- Provided text:
────────
One thing I really enjoyed about this book is… I'm an academic - I teach in the marketing department, I'm well familiar with the literature on influence and marketing, and management, and sociology, and psychology. But the publisher made some suggestions that, "Hey, look, why don't you check out some more unusual ways of changing minds? Whether it's parenting experts, whether it's hostage negotiators, substance abuse counselors, looking at people who change folks' minds in politics.” I got a Democrat to become a Republican or a Republican to become a Democrat.
I talked to a cantor who actually got a grand Dragon of the Ku Klux Klan, one of these high up folks in a very racist organization to change his mind, renounced the Ku Klux Klan and, years later, actually become Jewish after being a grand Dragon of the Ku Klux Klan.
Once the dust settled, once we had – we, mainly I - had talked to these different people and explored some of these principles. I don't mean to suggest that we can change anyone's mind in a minute. That I don't think is realistic; I don't think you can change anyone's mind in a minute, but do I think with the right tools and the right approaches and a little bit of time, yes, I do think you can change anyone's mind.
I use an analogy in the book, I talk about pebbles and boulders, and some things we're trying to change are pebbles. They require some effort; they do, but it's pretty easy to lift up a pebble. It's pretty easy to move a pebble. You need enough proof, enough evidence, enough things moving in the right direction, but it's not that difficult to move. Other things, or boulders, other things are going to take a lot of time, other things are going to take a bit of effort. Doesn't mean it's not worth doing, but it means it's going to take more than a couple minutes.
If you look at some of these people who did change their mind or change other's minds, and you see it is possible if we take the right approaches, if we use the right strategies. As the book talks about at a high-level, if we stop pushing and instead we think about removing the barriers to change, then I think we can really change anyone's mind.
Guy Kawasaki:
It seems to me that the basis of, not only your book, but much of your wisdom - the gospel according to Jonah - the process starts with understanding others. Do you believe that you are at all at odds with Robert Cialdini, who Cialdini never really talks about understanding? His principles are of reciprocity and commitment and consistency, social proof, authority, liking, scarcity. Now, you do have overlap in some of those six principles, but is there a fundamental difference here? Or is it just shades of gray, different emphasis?
Jonah Berger:
Yeah. I mean, I would say a couple things. So first of all, I love Cialdini's work. I probably wouldn't be a behavioral scientist today if it wasn't for some of the great work that he's done over many years.
Influence is an amazing book. I still love that book. Is still on my bookshelf. Wonderful book. We have learned a little bit though since that book came out. In ten, fifteen, twenty years I hope someone else is on your show, telling people how my stuff was useful, but we've learned a little bit since then as well.
You know, marketing, obviously, quite well. I think part of this approach of starting with understanding is really where marketing as a discipline has come to. I teach the marketing core at the Wharton School, and so I teach a third of the incoming MBAs about the Modern Marketing and what it is Many of them, if you ask them, think that marketing is advertising and sales. It's about pushing people and figuring out how to get them to do something they wouldn't want to do otherwise.
────────
- Directives:
**a)** Name every field of literature that the speaker in the interview excerpt says he is well familiar with.
**b)** Condense the paragraph of the interview excerpt that begins "I use an analogy in the book" into a short bulleted list that keeps its main points.
**c)** According to the interview excerpt, at which school does Jonah Berger teach the marketing core?
The listing after this interview excerpt is separate material and has no connection to it.
────────
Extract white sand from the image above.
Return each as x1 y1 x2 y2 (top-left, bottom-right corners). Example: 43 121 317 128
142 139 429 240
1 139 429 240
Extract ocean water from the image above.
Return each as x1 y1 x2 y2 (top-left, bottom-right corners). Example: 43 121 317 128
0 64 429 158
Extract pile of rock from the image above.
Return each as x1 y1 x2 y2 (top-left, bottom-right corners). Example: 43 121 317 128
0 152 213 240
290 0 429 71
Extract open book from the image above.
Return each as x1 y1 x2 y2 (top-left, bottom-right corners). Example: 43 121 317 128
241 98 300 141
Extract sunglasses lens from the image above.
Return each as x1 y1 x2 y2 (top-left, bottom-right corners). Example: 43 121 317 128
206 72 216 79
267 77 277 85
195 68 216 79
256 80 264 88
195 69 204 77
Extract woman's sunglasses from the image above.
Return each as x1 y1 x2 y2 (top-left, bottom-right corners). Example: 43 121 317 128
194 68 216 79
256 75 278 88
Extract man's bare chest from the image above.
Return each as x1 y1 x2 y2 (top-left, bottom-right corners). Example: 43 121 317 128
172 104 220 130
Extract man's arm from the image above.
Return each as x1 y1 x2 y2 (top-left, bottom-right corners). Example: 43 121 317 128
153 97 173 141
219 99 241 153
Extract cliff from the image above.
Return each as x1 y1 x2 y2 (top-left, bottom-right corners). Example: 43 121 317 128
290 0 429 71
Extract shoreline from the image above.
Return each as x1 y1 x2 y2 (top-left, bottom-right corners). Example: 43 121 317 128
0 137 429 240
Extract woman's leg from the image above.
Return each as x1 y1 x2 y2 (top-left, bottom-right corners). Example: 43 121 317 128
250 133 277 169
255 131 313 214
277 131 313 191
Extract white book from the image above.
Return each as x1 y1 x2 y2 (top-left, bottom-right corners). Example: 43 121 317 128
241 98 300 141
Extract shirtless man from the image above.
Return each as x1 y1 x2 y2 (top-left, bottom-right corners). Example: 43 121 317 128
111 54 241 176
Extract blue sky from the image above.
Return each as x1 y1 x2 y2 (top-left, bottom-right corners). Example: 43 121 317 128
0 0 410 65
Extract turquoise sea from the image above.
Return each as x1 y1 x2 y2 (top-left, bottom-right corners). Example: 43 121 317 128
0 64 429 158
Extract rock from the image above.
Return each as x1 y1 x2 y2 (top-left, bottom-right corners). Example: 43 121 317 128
────────
- Written responses:
**a)**
- Influence
- Marketing
- Management
- Sociology
- Psychology

**b)**
- The book compares things people try to change to pebbles and boulders.
- Pebbles take some effort but are fairly easy to move with enough proof, evidence and things moving in the right direction.
- Boulders take much more time and effort, more than a couple of minutes.
- Moving boulders is still worth doing.

**c)** The Wharton School.